Written task 1:
Check each statement against the passage below on the letters of Tennessee Williams and James Laughlin, not against the data. Answer yes or no for each, and quote the words from the passage that decide it.
(a) Laughlin started New Directions while he was a sophomore at Harvard.
(b) Williams and Laughlin first met at a gathering hosted by Hart Crane.
(c) In his letters, Williams called Laughlin "Jay."
Written task 2: Extend the passage below on the letters of Tennessee Williams and James Laughlin, picking up after its last sentence.

-------- Given text --------

The Luck of Friendship: The Letters of Tennessee Williams and James Laughlin
Description
In December 1942, two guests at a Lincoln Kirstein mixer bonded over their shared love of Hart Crane's poetry. One of them was James Laughlin, the founder of a small publishing company called New Directions, which he had begun only seven years earlier as a sophomore at Harvard. The other was a young playwright named Thomas Lanier Williams, or Tennessee, as he had just started to call himself. A little more than a week after that first encounter, Tennessee sent a letter to Jay--as he always addressed Laughlin in writing-- expressing a desire to get together for an informal discussion of some of Tennessee's poetry. I promise you it would be extremely simple, he wrote, and we would inevitably part on good terms even if you advised me to devote myself exclusively to the theatre for the rest of my life.

-------- Given material --------

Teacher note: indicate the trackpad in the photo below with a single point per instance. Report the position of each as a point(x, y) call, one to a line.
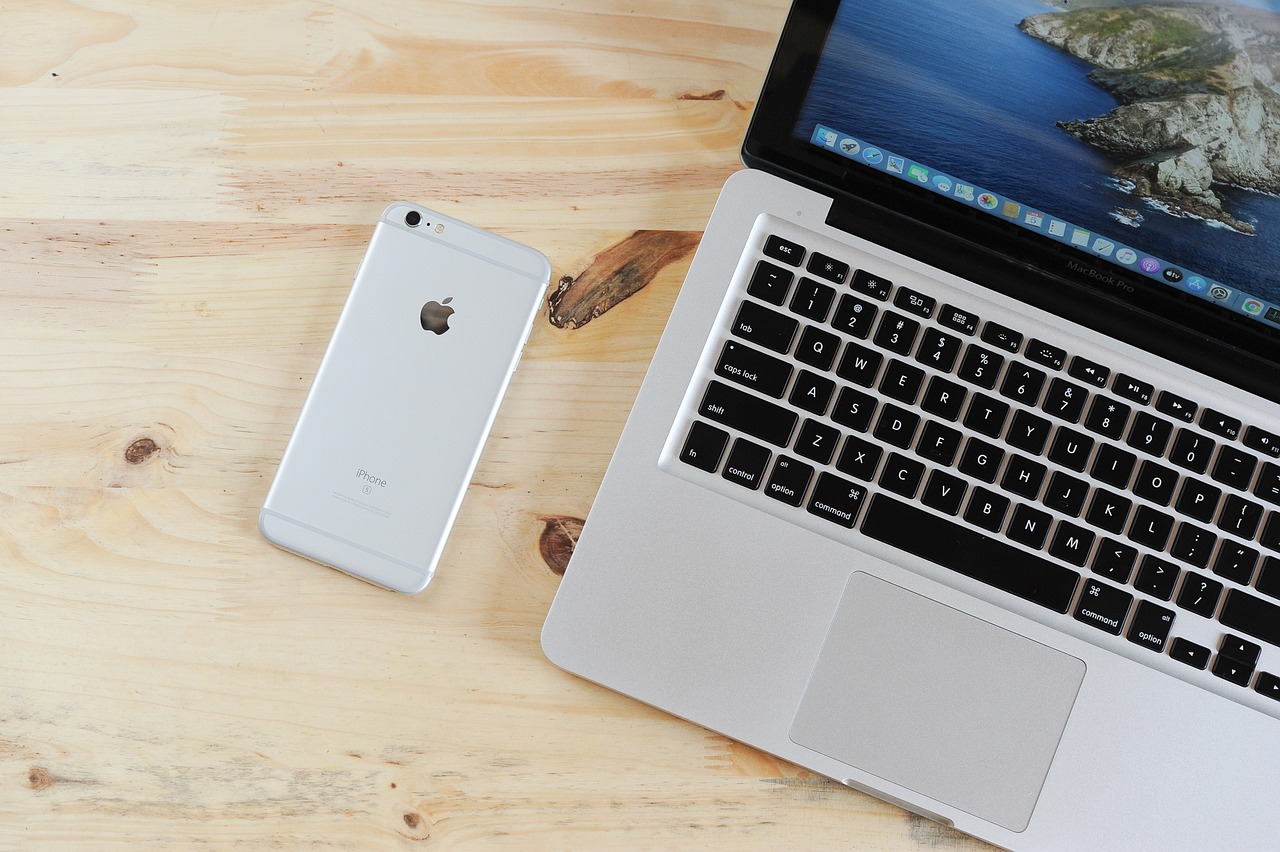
point(937, 701)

--------

Task answer 1:
(a) Yes: "which he had begun only seven years earlier as a sophomore at Harvard"
(b) No: "two guests at a Lincoln Kirstein mixer bonded over their shared love of Hart Crane's poetry"
(c) Yes: "Tennessee sent a letter to Jay--as he always addressed Laughlin in writing"

Task answer 2:
So began a deep friendship that would last for forty-one years, through critical acclaim and rejection, commercial success and failure, manic highs, bouts of depression, and serious and not-so-serious liaisons. Williams called Laughlin his literary conscience, and New Directions serves to this day as Williams's publisher, not only for The Glass Menagerie and his other celebrated plays but for his highly acclaimed novels, short stories, and volumes of poetry as well. Their story provides a window into the literary history of the mid-twentieth century and reveals the struggles of a great artist, supported in his endeavors by the publisher he considered a true friend.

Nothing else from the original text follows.